## Directions for this task
Here is a block of records. Copy every line in it that includes "canvas".
◇ ◇ ◇ ◇ ◇
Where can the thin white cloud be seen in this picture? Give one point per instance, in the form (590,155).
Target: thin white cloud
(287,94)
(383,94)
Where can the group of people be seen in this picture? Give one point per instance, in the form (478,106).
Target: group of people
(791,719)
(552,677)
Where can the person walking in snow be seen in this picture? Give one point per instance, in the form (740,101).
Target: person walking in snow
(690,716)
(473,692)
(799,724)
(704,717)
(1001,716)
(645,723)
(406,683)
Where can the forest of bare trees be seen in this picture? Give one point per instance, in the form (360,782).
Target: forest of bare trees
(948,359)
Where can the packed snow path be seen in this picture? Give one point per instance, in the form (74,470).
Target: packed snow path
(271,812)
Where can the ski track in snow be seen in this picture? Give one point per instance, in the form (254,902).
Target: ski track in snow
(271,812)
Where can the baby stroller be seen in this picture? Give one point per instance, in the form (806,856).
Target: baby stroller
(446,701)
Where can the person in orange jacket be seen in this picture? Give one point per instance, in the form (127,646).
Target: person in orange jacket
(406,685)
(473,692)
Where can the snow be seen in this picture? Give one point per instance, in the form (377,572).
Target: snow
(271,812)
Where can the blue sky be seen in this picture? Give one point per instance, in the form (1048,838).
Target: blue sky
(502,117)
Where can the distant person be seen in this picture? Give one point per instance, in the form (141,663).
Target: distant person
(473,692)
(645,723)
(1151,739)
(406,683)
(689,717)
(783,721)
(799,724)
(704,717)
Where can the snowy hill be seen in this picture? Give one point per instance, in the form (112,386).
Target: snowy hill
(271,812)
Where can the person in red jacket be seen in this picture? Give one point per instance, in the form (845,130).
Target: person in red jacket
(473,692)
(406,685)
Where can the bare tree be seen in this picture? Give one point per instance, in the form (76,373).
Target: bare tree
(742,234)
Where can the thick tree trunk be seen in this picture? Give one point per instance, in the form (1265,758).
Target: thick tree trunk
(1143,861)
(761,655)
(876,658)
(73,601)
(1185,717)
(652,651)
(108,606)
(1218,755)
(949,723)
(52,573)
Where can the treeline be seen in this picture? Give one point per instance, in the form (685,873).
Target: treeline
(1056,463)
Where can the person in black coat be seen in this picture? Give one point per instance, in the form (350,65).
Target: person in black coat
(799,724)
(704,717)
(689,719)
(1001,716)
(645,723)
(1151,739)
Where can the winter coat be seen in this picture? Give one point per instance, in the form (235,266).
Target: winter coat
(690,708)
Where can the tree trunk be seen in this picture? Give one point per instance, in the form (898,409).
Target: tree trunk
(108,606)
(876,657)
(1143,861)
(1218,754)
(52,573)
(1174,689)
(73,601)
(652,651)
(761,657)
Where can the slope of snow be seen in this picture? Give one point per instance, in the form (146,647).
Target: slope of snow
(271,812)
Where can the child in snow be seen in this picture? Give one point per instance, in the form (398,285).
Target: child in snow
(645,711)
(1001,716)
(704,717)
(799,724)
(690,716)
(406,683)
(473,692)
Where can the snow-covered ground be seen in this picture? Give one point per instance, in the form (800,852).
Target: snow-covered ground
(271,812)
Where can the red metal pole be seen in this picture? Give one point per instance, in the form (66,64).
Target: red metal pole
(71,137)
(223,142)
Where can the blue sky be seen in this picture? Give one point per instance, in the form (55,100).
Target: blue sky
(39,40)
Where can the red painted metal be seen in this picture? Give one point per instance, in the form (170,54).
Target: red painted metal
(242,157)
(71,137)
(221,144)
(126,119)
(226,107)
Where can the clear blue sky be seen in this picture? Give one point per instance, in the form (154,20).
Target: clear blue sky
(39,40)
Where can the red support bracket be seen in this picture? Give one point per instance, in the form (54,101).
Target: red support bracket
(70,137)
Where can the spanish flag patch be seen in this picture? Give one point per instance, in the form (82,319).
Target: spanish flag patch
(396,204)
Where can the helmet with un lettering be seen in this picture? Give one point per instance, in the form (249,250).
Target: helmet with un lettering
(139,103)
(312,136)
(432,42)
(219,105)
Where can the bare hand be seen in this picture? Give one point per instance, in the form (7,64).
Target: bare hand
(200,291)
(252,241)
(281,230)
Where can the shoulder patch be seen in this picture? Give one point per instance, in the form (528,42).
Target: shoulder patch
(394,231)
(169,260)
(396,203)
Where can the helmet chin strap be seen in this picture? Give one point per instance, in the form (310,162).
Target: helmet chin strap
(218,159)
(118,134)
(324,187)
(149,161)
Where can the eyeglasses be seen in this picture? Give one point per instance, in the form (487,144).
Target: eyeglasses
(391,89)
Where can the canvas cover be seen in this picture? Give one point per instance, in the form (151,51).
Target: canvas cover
◇ ◇ ◇ ◇ ◇
## Reply
Where can the canvas cover be seen in this picture? Give one point per instance, in the form (151,51).
Target: canvas cover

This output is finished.